» RECORDS FOR THIS TASK:
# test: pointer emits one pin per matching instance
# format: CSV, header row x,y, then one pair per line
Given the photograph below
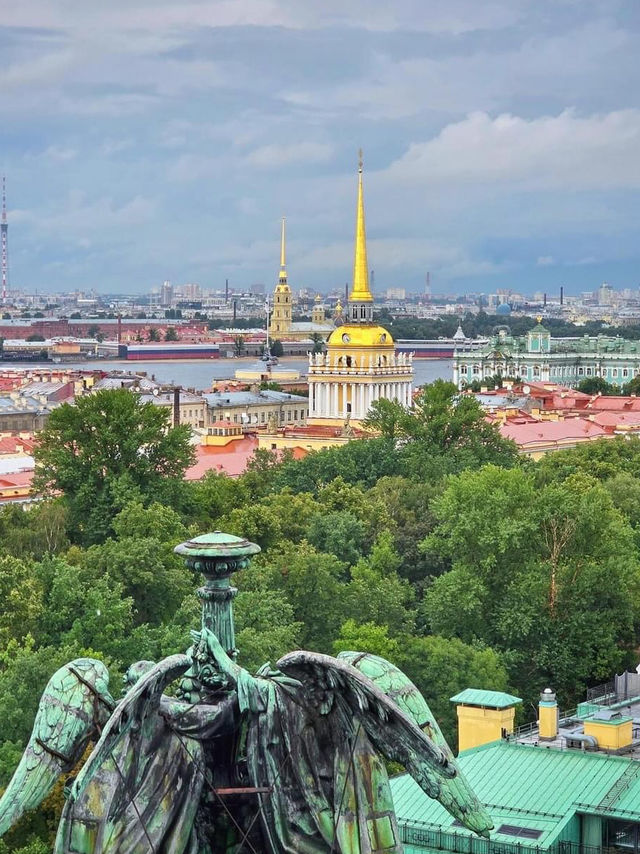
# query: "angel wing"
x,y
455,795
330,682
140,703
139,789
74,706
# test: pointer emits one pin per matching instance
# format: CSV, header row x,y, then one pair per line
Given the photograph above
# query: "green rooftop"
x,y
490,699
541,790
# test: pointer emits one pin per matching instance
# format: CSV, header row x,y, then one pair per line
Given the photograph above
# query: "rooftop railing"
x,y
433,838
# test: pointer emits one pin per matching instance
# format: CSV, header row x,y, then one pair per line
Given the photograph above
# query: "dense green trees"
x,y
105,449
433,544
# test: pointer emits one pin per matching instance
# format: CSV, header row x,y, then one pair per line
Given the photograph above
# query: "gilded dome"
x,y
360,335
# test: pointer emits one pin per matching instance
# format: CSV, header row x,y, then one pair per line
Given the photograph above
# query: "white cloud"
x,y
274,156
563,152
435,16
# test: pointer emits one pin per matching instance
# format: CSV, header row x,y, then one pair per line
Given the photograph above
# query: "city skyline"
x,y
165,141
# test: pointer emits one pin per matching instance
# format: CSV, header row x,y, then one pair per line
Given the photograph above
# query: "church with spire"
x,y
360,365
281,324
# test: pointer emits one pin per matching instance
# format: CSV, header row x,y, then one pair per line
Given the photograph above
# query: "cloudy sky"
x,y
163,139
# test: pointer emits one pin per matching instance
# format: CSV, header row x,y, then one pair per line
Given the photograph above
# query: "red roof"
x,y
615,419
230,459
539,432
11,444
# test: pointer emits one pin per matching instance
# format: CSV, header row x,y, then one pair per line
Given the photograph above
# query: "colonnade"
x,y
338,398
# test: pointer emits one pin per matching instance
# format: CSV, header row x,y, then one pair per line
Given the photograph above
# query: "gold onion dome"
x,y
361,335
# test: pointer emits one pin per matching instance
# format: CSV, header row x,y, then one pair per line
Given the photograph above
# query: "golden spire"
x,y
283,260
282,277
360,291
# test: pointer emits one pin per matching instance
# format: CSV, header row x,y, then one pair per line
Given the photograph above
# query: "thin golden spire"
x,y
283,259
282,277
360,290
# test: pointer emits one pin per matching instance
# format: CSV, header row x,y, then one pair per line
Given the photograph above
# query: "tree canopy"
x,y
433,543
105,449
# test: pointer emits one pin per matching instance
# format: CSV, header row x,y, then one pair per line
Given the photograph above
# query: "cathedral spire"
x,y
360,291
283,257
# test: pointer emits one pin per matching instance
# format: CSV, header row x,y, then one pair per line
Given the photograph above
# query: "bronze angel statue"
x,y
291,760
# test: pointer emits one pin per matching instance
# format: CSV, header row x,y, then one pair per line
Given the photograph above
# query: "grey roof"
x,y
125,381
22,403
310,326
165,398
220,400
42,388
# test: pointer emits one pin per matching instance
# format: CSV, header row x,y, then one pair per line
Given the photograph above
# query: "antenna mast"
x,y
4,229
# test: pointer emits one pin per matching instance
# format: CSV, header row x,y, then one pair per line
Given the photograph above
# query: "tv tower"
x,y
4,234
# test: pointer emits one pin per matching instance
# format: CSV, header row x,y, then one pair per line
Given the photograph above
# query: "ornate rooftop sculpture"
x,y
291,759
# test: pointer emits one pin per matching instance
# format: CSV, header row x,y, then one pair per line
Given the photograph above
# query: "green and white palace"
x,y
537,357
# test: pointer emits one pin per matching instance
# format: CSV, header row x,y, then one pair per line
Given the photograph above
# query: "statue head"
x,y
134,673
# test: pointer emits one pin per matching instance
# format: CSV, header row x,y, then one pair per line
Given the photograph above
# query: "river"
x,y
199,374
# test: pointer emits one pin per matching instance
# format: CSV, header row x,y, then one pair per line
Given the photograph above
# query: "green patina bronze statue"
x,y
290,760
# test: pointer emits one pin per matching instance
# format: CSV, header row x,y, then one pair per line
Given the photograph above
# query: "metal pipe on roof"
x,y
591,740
* * *
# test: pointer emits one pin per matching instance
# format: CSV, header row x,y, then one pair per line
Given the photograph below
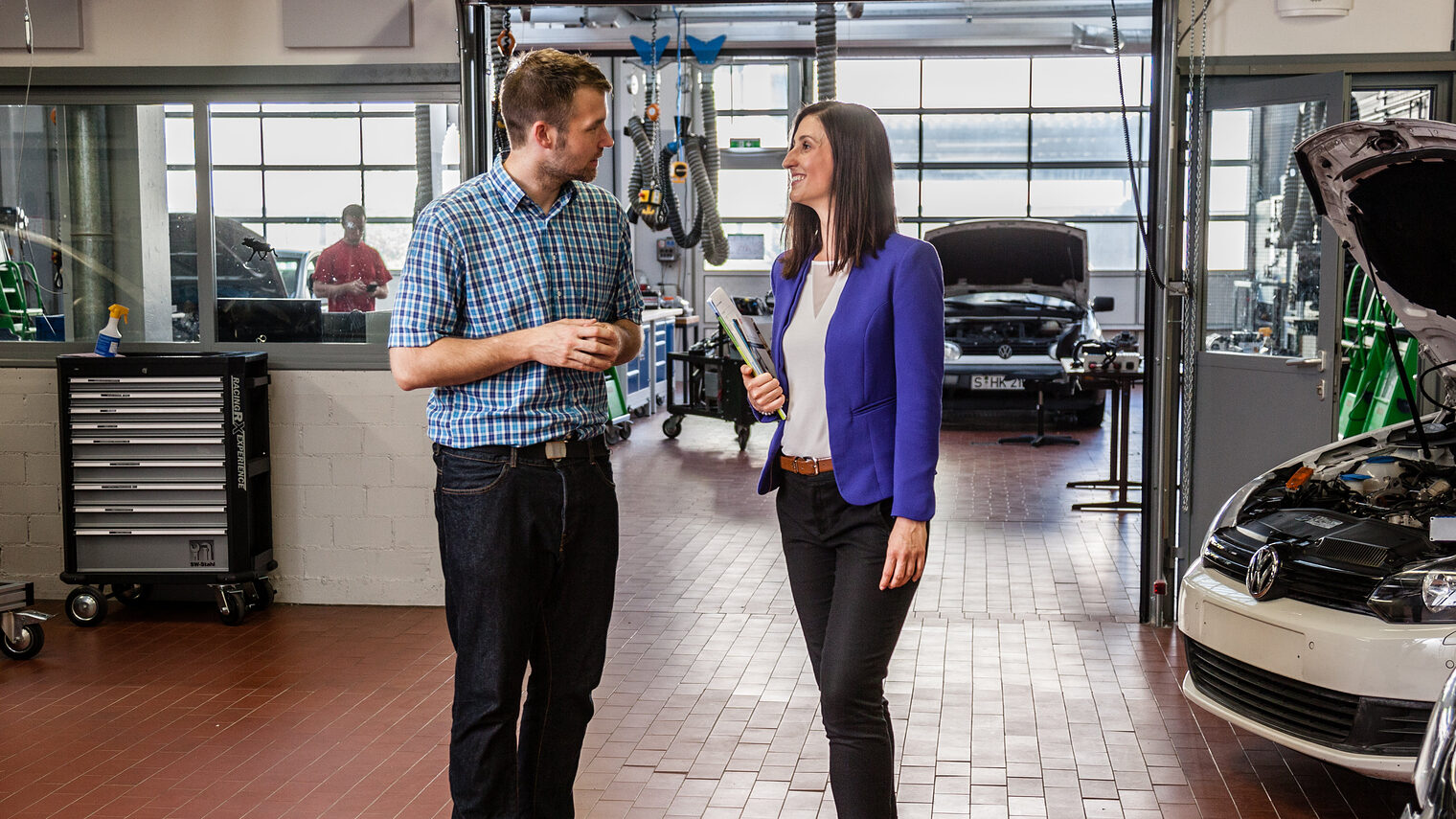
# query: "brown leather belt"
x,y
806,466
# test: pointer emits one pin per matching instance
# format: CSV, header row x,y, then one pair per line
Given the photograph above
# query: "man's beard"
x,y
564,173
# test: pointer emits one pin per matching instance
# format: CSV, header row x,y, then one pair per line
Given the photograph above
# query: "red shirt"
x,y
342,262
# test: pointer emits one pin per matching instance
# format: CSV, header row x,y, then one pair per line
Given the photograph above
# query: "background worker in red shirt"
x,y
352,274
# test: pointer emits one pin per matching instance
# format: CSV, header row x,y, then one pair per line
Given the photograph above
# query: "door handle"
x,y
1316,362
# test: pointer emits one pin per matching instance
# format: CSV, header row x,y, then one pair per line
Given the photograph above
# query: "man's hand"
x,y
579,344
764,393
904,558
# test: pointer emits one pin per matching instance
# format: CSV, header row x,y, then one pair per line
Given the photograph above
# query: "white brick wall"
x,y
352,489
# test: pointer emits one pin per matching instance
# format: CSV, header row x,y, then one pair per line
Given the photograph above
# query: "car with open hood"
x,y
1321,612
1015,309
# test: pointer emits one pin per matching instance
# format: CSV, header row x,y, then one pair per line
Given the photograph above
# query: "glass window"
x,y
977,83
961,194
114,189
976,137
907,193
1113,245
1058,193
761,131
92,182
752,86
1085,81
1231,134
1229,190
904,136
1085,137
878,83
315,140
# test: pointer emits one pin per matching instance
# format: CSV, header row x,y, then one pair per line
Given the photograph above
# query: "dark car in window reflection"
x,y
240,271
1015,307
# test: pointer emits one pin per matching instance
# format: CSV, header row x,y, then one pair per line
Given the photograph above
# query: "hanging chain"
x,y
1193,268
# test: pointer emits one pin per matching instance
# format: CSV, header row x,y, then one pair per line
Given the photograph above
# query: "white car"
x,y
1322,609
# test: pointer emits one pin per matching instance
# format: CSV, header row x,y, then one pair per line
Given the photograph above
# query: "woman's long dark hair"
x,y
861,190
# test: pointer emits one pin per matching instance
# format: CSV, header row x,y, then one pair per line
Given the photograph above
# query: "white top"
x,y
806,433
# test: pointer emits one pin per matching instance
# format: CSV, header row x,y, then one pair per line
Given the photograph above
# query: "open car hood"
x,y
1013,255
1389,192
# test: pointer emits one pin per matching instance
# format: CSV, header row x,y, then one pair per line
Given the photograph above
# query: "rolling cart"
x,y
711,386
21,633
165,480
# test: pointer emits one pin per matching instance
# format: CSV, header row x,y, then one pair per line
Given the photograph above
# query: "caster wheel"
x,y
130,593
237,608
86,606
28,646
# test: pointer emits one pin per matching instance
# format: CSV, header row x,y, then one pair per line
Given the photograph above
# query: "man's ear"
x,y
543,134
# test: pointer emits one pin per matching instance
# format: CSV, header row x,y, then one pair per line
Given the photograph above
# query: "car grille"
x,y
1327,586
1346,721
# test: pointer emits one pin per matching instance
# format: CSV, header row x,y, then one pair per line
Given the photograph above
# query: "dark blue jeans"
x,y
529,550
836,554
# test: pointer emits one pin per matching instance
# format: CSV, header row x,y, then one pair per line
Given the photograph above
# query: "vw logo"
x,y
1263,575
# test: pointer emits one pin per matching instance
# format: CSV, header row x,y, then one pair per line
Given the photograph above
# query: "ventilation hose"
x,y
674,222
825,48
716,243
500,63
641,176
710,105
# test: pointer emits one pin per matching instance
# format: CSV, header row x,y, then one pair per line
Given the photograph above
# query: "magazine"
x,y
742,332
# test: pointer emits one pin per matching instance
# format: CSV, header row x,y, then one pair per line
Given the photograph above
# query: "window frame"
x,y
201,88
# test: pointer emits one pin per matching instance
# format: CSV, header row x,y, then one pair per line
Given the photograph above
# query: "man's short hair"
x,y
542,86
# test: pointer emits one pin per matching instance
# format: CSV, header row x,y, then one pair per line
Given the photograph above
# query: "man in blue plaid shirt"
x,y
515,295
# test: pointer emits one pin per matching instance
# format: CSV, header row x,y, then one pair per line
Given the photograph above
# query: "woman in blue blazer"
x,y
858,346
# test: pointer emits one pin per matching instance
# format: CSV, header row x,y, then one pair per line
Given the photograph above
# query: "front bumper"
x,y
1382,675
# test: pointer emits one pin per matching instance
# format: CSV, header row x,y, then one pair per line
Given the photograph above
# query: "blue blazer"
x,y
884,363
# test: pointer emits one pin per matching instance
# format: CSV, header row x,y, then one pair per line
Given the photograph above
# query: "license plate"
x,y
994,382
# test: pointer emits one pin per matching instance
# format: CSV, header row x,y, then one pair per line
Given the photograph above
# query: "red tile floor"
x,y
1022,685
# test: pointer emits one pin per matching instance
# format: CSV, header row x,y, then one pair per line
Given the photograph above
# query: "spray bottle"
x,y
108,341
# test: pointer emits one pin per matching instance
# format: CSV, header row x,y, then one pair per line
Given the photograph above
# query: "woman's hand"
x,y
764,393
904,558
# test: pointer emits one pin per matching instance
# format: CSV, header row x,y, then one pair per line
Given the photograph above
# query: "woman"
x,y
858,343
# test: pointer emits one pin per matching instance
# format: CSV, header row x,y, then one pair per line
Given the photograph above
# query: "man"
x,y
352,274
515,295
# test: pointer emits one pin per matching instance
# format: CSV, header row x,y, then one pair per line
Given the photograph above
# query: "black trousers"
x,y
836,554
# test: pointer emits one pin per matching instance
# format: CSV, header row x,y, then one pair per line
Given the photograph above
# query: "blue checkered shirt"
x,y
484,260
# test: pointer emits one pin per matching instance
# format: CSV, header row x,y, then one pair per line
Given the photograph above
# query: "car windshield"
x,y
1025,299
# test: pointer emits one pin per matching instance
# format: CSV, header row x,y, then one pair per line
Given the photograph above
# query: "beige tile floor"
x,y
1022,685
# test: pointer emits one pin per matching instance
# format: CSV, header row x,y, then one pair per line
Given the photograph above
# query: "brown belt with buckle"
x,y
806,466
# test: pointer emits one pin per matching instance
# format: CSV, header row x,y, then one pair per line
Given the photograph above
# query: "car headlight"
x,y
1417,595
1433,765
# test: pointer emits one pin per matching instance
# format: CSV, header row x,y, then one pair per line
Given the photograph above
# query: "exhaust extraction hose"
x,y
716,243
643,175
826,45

» SET PROBLEM: Count how many lines in the entries above contain the word "dome", matching case exactly, and give only that number.

» THE ANSWER: 2